*TASK OBJECTIVE*: Extract the portion of the material that begins with the line containing "Task: localize gabled" and ends with the line containing "[0,2,1063,476]", both lines included, and reproduce it verbatim.

** start of RECORDS SUPPLIED **

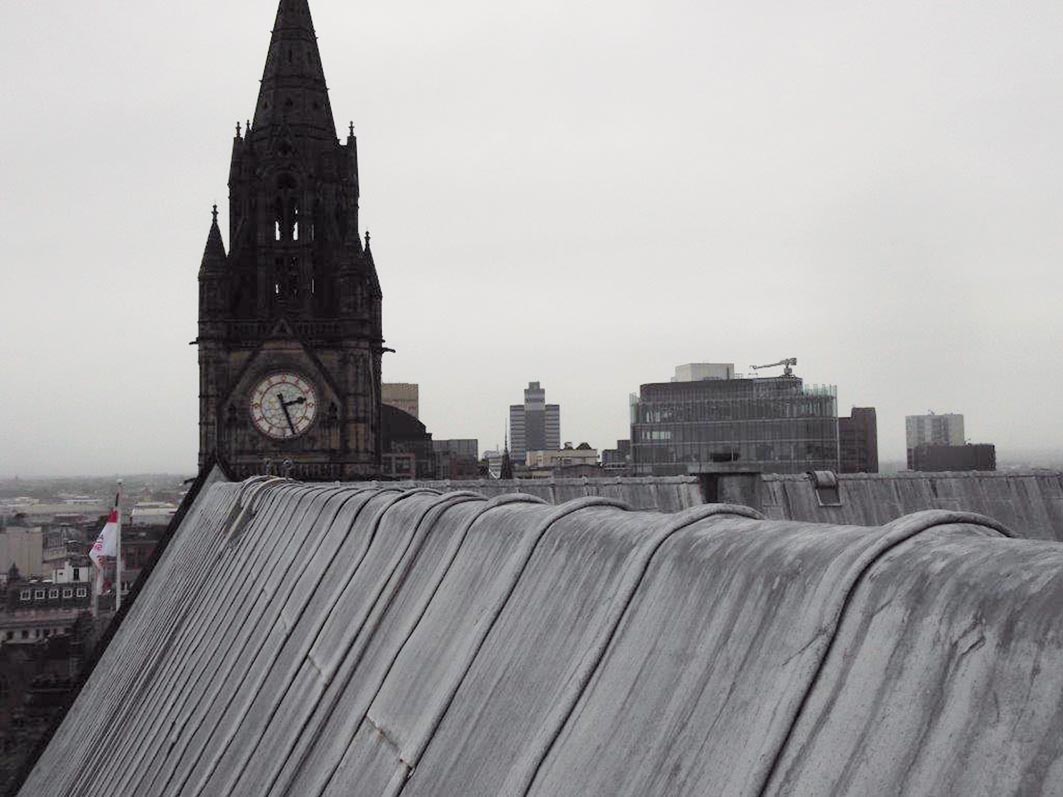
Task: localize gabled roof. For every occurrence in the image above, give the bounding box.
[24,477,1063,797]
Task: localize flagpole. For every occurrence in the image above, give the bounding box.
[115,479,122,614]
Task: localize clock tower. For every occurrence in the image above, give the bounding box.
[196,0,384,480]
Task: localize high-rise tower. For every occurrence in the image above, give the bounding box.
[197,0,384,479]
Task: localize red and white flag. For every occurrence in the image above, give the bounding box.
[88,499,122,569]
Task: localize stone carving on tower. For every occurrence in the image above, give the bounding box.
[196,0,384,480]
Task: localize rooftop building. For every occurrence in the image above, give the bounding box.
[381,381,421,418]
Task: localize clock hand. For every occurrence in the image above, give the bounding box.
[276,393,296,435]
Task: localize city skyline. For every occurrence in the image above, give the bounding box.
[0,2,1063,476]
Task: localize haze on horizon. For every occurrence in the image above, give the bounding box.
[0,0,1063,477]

** end of RECORDS SUPPLIED **
** start of RECORDS SUPPLIED **

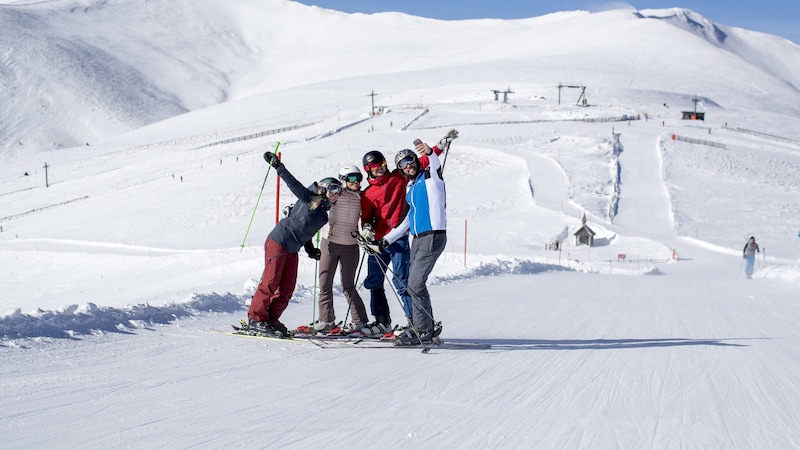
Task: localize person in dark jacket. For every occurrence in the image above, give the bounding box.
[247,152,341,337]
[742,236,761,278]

** end of RECORDS SUPPLIED **

*ANSWER*:
Task: localize gabled roof. For every occurrence in the image above, give the bounding box.
[24,477,1063,797]
Task: localize flagpole. For every occurrence in the image above, give the bounding box.
[115,479,122,614]
Task: localize clock tower. For every occurrence in the image above, give the bounding box.
[196,0,384,480]
Task: localize high-rise tower. For every occurrence in the image above, give the bounding box.
[197,0,384,479]
Task: localize red and white flag. For every occurrence in the image above, give the bounding box.
[88,499,122,569]
Task: localize stone carving on tower. For every occurrence in the image above, give the bounding box.
[196,0,384,480]
Task: localize rooftop building. For every occurrence in the image above, give the bounding box.
[381,381,421,418]
Task: localize clock hand. For every occurrence in the image above, give the bounding box.
[276,393,296,435]
Task: localize city skyline. For every occurrence in the image above, give the bounding box.
[0,2,1063,476]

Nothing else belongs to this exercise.